*Directions*
1 - Reproduce everything in the Holy Thursday reflection from "John’s gospel, however, shows" down to "comfort zones. (1)".
2 - Translate this sentence from the Holy Thursday reflection into Spanish: "John’s gospel, however, shows us a very different Last Supper scene."
3 - Resume the Holy Thursday reflection, picking up after its final sentence.

*Document passage*
▶

As we continue to live out the Easter celebration in the coming weeks, my mind keeps going back to my favorite Mass of the year: Holy Thursday. This particular feast became my favorite as an adult, when we started going to a church that celebrated this day by actually washing each other’s feet. It is always so moving and humbling to see the priest tie a towel around his waist and then bend to wash the feet of twelve people chosen from the community. Whoever cares to process forward to have their feet washed may do so, and then in turn, they wash the feet of the next person who approaches. This is loving service. This is being vulnerable to others and trusting that we are all part of one body that takes care of each other.
One of the things I learned in Lay Ministry Formation class a few years back is how drastically different the Gospel of John is compared to the prior three: the Synoptic gospels of Matthew, Mark, and Luke. John is by far, the most spiritual of all the gospels. Jesus is confident in everything he is doing, often spouting long discourses that explain things he is much more mysterious about in the other gospels. The Synoptics capture our curiosity and draw us in, and then John seems to reveal everything in full.
With this in mind, I keep pondering the fact that the Last Supper, as described in Matthew, Mark, and Luke details how Jesus broke bread and offered the cup to his disciples, telling them that the bread was his body and the wine was his blood. In the Catholic tradition I was raised in, this is known as the Institution of the Eucharist.
John’s gospel, however, shows us a very different Last Supper scene. Jesus does not break bread and offer wine. Instead, he gets up from the table, takes off his outer garment, ties a towel around his waist and gets busy washing the feet of his disciples. They are astonished by this, as this is the task of a servant, not a master. While foot washing was common when entering a home, washing the foot of another person was not the usual routine. (Why would it be? Gross, right?) But as Jesus often does, he turns common assumptions upside down, and challenges us to leave our comfort zones. (1)

◀

*Available data*
▶

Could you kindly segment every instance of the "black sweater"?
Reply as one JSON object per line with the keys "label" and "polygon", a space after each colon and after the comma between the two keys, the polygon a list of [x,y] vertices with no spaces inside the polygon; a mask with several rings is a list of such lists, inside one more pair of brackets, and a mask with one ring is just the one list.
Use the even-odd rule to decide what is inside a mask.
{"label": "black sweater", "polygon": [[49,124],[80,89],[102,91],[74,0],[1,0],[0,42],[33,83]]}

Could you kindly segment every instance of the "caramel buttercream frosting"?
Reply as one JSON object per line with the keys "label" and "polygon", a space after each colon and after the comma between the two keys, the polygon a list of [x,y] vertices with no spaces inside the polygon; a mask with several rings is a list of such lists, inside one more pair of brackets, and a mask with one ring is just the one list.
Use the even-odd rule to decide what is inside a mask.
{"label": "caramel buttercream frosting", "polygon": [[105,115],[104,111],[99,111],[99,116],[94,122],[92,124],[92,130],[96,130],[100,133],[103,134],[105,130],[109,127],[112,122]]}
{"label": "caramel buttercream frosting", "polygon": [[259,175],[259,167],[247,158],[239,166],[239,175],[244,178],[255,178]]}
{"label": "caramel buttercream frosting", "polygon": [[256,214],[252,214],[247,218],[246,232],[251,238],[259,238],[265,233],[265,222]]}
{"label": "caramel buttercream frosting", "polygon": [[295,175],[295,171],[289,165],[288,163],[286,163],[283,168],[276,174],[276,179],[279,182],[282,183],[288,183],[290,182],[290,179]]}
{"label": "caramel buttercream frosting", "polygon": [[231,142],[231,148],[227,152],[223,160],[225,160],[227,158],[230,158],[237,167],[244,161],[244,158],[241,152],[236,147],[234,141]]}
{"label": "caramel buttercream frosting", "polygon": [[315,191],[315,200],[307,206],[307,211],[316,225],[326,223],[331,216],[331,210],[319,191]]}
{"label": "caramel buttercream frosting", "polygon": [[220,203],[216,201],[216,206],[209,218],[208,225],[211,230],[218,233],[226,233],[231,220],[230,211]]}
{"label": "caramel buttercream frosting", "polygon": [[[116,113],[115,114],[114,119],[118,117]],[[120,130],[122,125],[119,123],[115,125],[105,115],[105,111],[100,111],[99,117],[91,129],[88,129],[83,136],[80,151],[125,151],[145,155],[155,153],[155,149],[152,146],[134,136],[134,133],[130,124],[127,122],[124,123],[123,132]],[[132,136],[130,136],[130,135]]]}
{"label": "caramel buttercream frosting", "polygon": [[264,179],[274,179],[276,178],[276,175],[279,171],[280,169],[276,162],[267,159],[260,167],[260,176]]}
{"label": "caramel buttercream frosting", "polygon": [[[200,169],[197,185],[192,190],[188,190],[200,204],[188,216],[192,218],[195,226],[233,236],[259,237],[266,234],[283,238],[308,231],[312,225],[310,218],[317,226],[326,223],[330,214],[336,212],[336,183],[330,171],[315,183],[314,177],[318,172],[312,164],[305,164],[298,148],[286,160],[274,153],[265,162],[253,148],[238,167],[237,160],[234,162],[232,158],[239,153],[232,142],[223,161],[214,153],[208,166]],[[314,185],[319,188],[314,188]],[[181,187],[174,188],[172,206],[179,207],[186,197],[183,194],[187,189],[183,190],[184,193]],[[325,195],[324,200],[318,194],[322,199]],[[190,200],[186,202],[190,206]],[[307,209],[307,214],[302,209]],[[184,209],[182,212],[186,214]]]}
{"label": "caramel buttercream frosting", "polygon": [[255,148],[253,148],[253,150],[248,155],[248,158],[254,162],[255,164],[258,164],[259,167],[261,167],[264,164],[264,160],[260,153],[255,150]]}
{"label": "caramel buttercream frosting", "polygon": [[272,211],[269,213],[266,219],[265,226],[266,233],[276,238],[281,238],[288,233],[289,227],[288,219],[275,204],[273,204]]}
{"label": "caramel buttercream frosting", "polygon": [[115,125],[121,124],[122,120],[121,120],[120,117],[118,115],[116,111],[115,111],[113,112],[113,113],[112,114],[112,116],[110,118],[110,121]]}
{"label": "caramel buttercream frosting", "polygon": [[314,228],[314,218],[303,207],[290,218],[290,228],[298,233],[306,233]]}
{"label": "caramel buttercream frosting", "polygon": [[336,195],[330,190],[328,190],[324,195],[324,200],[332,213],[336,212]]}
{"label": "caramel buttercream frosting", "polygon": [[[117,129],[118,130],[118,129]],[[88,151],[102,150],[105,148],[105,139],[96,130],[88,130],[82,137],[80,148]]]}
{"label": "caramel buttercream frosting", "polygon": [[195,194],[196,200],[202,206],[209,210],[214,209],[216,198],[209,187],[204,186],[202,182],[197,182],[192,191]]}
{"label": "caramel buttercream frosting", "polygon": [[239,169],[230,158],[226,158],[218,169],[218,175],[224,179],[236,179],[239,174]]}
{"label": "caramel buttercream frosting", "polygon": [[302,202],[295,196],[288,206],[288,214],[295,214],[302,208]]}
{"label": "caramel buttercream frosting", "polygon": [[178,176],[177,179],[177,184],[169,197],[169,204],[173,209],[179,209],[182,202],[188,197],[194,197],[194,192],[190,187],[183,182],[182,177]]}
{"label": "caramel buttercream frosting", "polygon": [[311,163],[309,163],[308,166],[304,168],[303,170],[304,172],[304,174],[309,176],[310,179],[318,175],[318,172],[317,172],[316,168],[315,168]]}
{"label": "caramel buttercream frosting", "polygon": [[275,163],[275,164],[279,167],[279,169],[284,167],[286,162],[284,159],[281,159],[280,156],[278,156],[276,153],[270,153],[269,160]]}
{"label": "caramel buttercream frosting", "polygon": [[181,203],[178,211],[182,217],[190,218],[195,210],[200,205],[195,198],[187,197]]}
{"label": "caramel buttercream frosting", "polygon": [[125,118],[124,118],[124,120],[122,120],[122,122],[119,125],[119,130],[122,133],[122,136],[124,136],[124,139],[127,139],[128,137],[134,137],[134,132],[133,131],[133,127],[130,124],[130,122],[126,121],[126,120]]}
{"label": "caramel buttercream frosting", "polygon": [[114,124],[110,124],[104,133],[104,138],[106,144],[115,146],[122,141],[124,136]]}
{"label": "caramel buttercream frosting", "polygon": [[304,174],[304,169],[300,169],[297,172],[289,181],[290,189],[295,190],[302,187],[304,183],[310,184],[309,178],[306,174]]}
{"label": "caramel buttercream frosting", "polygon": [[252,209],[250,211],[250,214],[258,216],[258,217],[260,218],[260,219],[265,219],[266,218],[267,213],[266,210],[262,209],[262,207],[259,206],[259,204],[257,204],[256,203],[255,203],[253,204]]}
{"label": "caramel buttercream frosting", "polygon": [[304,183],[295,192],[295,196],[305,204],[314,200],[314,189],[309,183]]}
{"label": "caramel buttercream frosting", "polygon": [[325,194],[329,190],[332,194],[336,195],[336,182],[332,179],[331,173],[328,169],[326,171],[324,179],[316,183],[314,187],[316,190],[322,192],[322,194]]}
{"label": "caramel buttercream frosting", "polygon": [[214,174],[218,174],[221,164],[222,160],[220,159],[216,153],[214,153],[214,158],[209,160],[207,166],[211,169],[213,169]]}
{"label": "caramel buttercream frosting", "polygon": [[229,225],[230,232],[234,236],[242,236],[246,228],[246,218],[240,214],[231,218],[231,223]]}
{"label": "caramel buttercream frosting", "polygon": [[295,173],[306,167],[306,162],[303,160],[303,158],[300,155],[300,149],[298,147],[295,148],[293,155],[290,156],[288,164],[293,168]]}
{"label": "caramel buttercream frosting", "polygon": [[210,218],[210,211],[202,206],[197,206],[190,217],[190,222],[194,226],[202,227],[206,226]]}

◀

*Expected outputs*
1 -
John’s gospel, however, shows us a very different Last Supper scene. Jesus does not break bread and offer wine. Instead, he gets up from the table, takes off his outer garment, ties a towel around his waist and gets busy washing the feet of his disciples. They are astonished by this, as this is the task of a servant, not a master. While foot washing was common when entering a home, washing the foot of another person was not the usual routine. (Why would it be? Gross, right?) But as Jesus often does, he turns common assumptions upside down, and challenges us to leave our comfort zones. (1)

2 - El evangelio de Juan, sin embargo, nos muestra una escena de la Última Cena muy diferente.

3 -
When he is done washing their feet, he challenges them with these words, “Do you realize what I have done for you? You call me ‘teacher’ and ‘master’ and rightly so, for indeed I am. If I, therefore, the master and teacher, have washed your feet, you ought to wash one another’s feet. I have given you a model to follow, so that as I have done for you, you should also do.” (John 13: 12b-15)
True to form, John reveals the depth of Jesus’ example. He is saying, “Look! This is the most important thing. This is the heart of Jesus’ ministry and message.”
Jesus explicitly says he has given us a model to follow. So the question remains: how are we doing with that?
Due to continued COVID precautions, our church did not have a foot washing this year, but we were invited to stand and briefly share an experience of foot washing in our lives. We were to consider who had given of themselves completely in service to us, with no thought of their own gain. The stories were remarkable: a wife thanking her husband as they raise their first child, a woman with cancer thanking all the people who have brought meals for her family, and thanks to doctors, nurses and teachers who have truly given everything they have in this past year.
I left Mass that night wishing that the foot washing was what we always focused on. There is so much division over the Eucharist: who “understands” it best, who is “worthy”, how to receive it. I wonder sometimes if Jesus thinks, “You missed the whole point.”
We are wasting so much time arguing about the Eucharist and leaving people out, when instead, we should be opening ourselves to everyone we encounter, and do as Jesus did: wash their feet.
Let’s get busy.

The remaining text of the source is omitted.